*Data excerpts:*

'''

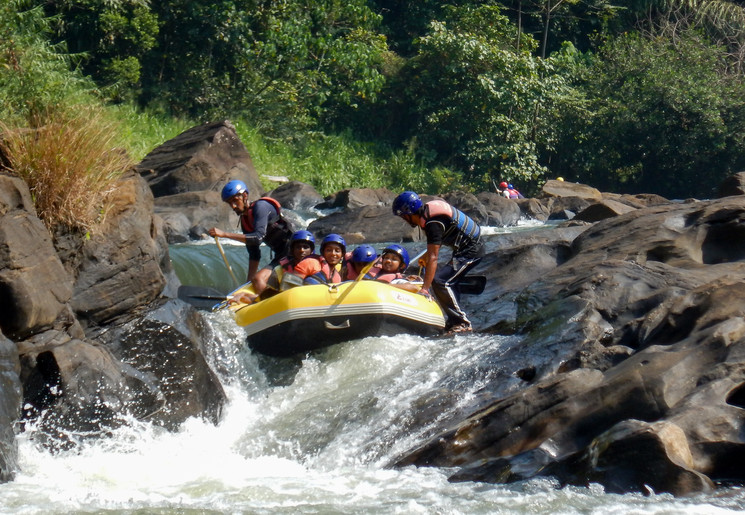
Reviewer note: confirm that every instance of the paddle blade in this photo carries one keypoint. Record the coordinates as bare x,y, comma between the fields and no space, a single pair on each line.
201,297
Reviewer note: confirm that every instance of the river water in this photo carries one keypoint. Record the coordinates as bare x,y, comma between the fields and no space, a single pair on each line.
306,436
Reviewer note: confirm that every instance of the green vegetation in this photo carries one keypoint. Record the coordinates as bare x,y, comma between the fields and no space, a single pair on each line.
415,94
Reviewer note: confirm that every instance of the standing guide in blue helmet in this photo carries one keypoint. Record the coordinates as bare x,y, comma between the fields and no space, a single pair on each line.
260,221
444,225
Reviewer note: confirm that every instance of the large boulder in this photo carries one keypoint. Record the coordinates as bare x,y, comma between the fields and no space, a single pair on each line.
554,188
75,388
188,216
187,174
34,286
732,185
10,407
296,195
366,224
500,211
358,197
167,345
204,157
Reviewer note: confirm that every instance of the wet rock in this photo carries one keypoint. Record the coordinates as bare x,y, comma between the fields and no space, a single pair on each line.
10,403
76,389
554,188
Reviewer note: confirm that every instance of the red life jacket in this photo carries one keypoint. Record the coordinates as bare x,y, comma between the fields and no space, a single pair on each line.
247,218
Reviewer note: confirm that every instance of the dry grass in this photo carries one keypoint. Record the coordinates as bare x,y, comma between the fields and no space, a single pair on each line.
70,162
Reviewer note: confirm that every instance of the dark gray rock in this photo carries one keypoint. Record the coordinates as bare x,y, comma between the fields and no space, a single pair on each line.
76,389
357,197
554,188
500,212
637,369
167,345
368,224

'''

Give the records from the line holding "Reviewer note: confirm that every instance of the red" through the end of the records, inclusive, as a two-column CSV with the header note,points. Each record gets one row, with its text under note and its answer under points, every field quoted and any line breaks inside a field turned into spaces.

note,points
"Reviewer note: confirm that every instance of the red life jacket in this photo carries one keypoint. Record the coordinates as bare x,y, comma between the fields and no space, a single pair on each line.","247,218"
"Reviewer note: confirm that every instance of the dry grass in this photo carries one keypoint. Record the coordinates as bare x,y, comma between the fields and no space, a single pair on each line.","70,162"
"Reviewer note: confirm that every instance of the dark gray rock in this photo carries one keypoint. Record the coordinates as bare x,y, comma between the fields and no space, a single pair on each line.","76,389 357,197 554,188 500,212 637,369 167,345 368,224"